WORK TO BE COMPLETED: Select every line in the listing below that contains the string "sidewalk" and copy each one, treating uppercase and lowercase as different.

DATA SUPPLIED:
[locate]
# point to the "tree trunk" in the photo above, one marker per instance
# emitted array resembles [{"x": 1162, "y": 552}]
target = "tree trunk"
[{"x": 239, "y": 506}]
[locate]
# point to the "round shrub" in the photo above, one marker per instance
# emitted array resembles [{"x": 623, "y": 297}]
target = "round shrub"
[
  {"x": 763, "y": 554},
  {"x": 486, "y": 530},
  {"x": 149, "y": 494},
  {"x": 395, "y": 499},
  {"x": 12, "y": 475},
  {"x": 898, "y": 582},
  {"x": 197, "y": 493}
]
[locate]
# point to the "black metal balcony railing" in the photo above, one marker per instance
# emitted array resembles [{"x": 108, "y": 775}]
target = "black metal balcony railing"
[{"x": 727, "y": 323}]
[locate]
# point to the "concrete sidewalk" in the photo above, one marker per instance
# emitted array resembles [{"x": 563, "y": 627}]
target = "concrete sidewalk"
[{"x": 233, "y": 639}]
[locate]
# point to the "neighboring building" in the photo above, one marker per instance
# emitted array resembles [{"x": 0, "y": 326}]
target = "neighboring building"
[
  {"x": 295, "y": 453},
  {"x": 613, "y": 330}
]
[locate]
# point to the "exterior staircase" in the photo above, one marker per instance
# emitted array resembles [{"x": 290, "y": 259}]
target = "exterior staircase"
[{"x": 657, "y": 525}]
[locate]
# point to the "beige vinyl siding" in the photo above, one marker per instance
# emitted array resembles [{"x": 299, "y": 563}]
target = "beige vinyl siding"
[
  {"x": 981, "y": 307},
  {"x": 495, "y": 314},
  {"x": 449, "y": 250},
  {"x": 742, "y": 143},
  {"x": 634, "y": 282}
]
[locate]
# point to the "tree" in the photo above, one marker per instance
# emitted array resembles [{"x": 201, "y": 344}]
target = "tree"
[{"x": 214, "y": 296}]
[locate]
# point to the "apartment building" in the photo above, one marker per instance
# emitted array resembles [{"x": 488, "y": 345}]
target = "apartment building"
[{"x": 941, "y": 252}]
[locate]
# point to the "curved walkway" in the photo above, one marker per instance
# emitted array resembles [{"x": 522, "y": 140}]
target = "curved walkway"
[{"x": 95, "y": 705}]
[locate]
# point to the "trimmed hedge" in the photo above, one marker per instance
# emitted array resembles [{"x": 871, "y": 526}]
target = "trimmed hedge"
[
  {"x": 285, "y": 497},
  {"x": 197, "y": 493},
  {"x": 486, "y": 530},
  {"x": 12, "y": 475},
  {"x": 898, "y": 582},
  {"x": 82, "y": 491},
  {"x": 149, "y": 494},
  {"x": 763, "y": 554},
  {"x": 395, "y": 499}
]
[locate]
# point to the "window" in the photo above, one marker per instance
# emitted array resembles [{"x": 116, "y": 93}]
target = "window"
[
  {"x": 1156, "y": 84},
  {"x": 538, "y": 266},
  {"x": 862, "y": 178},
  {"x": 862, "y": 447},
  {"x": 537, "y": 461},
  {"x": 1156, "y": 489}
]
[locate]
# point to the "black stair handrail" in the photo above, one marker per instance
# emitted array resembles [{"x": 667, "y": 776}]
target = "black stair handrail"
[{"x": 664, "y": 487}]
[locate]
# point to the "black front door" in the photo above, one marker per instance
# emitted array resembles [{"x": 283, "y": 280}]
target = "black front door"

ANSWER FOR THE TASK:
# point to the "concrete sidewalk" in the photo above, one marker per instance
target = "concrete sidewalk"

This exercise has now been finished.